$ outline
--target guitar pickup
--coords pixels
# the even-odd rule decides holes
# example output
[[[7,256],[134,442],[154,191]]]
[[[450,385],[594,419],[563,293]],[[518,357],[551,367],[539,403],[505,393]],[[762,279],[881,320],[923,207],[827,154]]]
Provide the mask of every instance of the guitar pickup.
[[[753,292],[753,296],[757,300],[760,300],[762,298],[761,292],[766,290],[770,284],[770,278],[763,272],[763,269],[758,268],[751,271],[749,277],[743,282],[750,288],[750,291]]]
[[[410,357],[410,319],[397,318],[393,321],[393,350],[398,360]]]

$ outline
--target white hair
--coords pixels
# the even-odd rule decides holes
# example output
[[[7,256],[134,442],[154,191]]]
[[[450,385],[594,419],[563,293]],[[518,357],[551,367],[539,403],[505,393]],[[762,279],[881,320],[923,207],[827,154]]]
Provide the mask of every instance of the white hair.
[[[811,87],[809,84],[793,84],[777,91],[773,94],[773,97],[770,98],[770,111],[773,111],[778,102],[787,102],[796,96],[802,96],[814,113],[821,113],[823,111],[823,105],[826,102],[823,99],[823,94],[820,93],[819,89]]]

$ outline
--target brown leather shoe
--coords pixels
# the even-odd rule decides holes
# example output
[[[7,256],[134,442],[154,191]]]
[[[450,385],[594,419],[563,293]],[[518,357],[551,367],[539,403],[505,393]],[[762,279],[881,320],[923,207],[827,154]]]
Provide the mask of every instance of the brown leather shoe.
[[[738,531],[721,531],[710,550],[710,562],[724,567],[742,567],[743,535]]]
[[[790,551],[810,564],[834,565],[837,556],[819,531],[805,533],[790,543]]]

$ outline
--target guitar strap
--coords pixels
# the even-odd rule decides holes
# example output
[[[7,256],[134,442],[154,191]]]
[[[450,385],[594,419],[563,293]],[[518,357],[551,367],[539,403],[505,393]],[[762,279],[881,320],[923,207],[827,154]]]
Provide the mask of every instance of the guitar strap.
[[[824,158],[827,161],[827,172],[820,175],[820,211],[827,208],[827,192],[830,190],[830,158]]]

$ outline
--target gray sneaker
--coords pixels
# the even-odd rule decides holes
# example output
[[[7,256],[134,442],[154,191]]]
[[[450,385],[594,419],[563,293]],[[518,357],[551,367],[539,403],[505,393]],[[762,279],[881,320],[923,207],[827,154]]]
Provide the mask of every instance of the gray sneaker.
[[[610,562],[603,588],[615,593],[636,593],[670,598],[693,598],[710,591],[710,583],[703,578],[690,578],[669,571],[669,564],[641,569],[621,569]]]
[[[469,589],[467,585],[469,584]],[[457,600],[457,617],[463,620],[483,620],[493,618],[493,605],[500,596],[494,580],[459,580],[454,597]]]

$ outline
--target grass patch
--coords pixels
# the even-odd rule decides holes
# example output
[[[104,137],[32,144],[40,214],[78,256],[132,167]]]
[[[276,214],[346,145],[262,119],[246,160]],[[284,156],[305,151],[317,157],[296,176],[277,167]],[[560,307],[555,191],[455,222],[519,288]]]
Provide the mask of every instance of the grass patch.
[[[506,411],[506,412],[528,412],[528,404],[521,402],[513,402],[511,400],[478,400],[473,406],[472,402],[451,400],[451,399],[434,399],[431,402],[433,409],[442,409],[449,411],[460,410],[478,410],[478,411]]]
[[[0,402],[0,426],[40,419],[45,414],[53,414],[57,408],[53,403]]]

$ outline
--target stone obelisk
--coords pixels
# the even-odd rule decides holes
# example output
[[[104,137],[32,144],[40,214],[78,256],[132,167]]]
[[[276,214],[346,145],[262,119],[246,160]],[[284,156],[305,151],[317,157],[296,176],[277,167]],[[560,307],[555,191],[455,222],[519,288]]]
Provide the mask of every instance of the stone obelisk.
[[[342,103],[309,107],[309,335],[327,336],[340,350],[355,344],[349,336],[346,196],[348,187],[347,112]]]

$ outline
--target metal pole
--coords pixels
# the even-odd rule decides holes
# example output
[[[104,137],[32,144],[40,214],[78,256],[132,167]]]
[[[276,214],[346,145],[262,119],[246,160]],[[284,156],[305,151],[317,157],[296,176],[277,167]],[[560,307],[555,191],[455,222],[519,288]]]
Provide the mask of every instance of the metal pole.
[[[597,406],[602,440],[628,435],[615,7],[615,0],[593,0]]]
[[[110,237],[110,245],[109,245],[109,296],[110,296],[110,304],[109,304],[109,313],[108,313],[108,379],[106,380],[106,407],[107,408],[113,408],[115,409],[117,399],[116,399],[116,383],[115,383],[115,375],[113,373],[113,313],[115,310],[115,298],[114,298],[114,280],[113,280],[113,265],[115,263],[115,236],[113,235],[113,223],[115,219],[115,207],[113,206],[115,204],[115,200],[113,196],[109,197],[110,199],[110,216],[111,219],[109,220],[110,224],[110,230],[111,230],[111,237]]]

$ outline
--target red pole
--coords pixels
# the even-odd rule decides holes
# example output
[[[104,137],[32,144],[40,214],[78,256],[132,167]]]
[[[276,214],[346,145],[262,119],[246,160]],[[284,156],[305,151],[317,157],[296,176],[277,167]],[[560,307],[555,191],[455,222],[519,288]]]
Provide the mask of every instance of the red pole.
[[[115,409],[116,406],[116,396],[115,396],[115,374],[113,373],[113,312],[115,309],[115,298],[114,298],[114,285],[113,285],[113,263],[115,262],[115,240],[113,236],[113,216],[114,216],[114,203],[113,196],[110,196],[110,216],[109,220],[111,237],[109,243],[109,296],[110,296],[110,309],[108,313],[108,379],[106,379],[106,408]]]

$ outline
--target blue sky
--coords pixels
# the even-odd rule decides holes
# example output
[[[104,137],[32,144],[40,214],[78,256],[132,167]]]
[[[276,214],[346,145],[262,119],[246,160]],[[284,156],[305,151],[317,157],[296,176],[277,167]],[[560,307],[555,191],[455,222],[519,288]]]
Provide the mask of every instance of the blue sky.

________________________

» **About this task**: Output the records above in their entirety, exactly.

» **Output for this task**:
$ outline
--target guitar pickup
--coords pixels
# the even-odd rule decides holes
# example output
[[[7,256],[134,442],[154,191]]]
[[[450,385],[594,419],[563,293]],[[518,357],[551,367],[539,403],[505,393]],[[762,279],[881,320],[923,207],[827,154]]]
Provide the mask of every instance of the guitar pickup.
[[[753,292],[753,296],[757,300],[760,300],[762,298],[761,292],[766,290],[770,284],[770,278],[763,272],[763,269],[758,268],[751,271],[749,277],[743,282],[750,288],[750,291]]]
[[[410,357],[410,319],[397,318],[393,321],[393,350],[398,360]]]

$ outline
--target white hair
--coords pixels
# the even-odd rule decides holes
# example output
[[[7,256],[134,442],[154,191]]]
[[[450,385],[594,419],[563,293]],[[518,357],[551,367],[539,403],[505,393]],[[762,279],[881,320],[923,207],[827,154]]]
Provide the mask of every instance of the white hair.
[[[811,87],[809,84],[793,84],[777,91],[773,94],[773,97],[770,98],[770,111],[773,111],[778,102],[787,102],[796,96],[802,96],[814,113],[821,113],[823,111],[823,105],[826,102],[823,99],[823,94],[820,93],[819,89]]]

$ outline
--target brown leather shoe
--coords pixels
# the even-odd rule decides holes
# example output
[[[7,256],[134,442],[154,191]]]
[[[450,385],[594,419],[563,293]],[[518,357],[551,367],[539,403],[505,393]],[[762,279],[881,320],[923,207],[827,154]]]
Provide the mask of every instance of the brown leather shoe.
[[[738,531],[721,531],[710,550],[710,562],[724,567],[742,567],[743,535]]]
[[[790,551],[810,564],[834,565],[837,556],[819,531],[805,533],[790,543]]]

$ outline
--target guitar strap
--coords pixels
# the even-odd rule decides holes
# example output
[[[7,256],[134,442],[154,191]]]
[[[450,385],[594,419],[563,293]],[[518,357],[551,367],[539,403],[505,393]],[[762,279],[881,320],[923,207],[827,154]]]
Provide the mask of every instance of the guitar strap.
[[[824,158],[827,161],[827,172],[820,175],[820,211],[827,208],[827,192],[830,190],[830,158]]]

$ outline
--target gray sneaker
--coords pixels
# the even-odd rule decides holes
# example output
[[[7,256],[134,442],[154,191]]]
[[[450,385],[594,419],[563,293]],[[518,357],[551,367],[539,403],[505,393]],[[762,279],[881,320],[923,207],[827,154]]]
Provide the mask of every instance of the gray sneaker.
[[[610,562],[603,588],[615,593],[636,593],[670,598],[693,598],[710,591],[710,583],[703,578],[690,578],[669,571],[669,564],[641,569],[621,569]]]
[[[469,589],[467,585],[469,584]],[[457,600],[457,617],[463,620],[483,620],[493,618],[493,605],[500,596],[494,580],[459,580],[454,597]]]

$ outline
--target grass patch
--coords pixels
# the even-odd rule decides holes
# example output
[[[104,137],[32,144],[40,214],[78,256],[132,167]]]
[[[276,214],[346,145],[262,119],[246,160]],[[284,156],[305,151],[317,157],[296,176],[277,167]],[[560,307],[555,191],[455,222],[519,288]]]
Provide the mask of every instance of the grass patch.
[[[506,411],[506,412],[528,412],[528,404],[521,402],[513,402],[511,400],[478,400],[473,406],[472,402],[451,400],[451,399],[434,399],[431,402],[433,409],[442,409],[449,411],[460,410],[478,410],[478,411]]]
[[[0,402],[0,426],[40,419],[45,414],[53,414],[57,408],[53,403]]]

$ outline
--target stone obelisk
--coords pixels
# the even-odd rule decides holes
# example output
[[[104,137],[32,144],[40,214],[78,256],[132,167]]]
[[[276,214],[346,145],[262,119],[246,160]],[[284,156],[305,151],[317,157],[296,176],[277,167]],[[560,307],[555,191],[455,222],[519,288]]]
Provide the mask of every instance of the stone obelisk.
[[[342,103],[309,107],[309,335],[327,336],[340,350],[355,344],[349,336],[346,196],[348,187],[347,112]]]

$ outline
--target metal pole
--coords pixels
# the even-odd rule decides holes
# example output
[[[104,137],[32,144],[40,214],[78,256],[132,167]]]
[[[276,214],[346,145],[262,119],[246,160]],[[284,156],[305,151],[317,157],[296,176],[277,167]],[[560,307],[555,191],[455,222],[519,288]]]
Provide the mask of every instance of the metal pole.
[[[597,406],[602,440],[628,435],[615,7],[615,0],[593,0]]]
[[[110,237],[110,245],[109,245],[109,296],[110,296],[110,304],[109,304],[109,313],[108,313],[108,379],[106,380],[106,407],[107,408],[113,408],[115,409],[117,399],[116,399],[116,383],[115,383],[115,375],[113,373],[113,313],[115,310],[115,298],[114,298],[114,280],[113,280],[113,265],[115,263],[115,236],[113,235],[113,223],[115,219],[115,207],[113,206],[115,204],[115,200],[113,196],[109,197],[110,199],[110,216],[111,219],[109,220],[110,224],[110,230],[111,230],[111,237]]]

$ outline
--target red pole
--coords pixels
# the even-odd rule decides holes
# example output
[[[104,137],[32,144],[40,214],[78,256],[132,167]]]
[[[276,214],[346,145],[262,119],[246,160]],[[284,156],[305,151],[317,157],[296,176],[277,167]],[[560,307],[555,191],[455,222],[519,288]]]
Provide the mask of every instance of the red pole.
[[[115,409],[116,406],[116,396],[115,396],[115,374],[113,373],[113,312],[115,309],[115,298],[114,298],[114,285],[113,285],[113,263],[115,262],[115,240],[113,236],[113,216],[114,216],[114,203],[113,196],[110,196],[110,216],[109,220],[111,237],[109,243],[109,296],[110,296],[110,309],[108,313],[108,379],[106,379],[106,408]]]

$ outline
--target blue sky
--coords pixels
# the even-odd rule decides holes
# example output
[[[104,137],[32,144],[40,214],[78,256],[132,167]]]
[[[276,214],[346,145],[262,119],[246,160]],[[284,156],[305,151],[317,157],[296,176],[277,167]],[[560,307],[555,191],[455,222],[519,288]]]
Provide the mask of every instance of the blue sky.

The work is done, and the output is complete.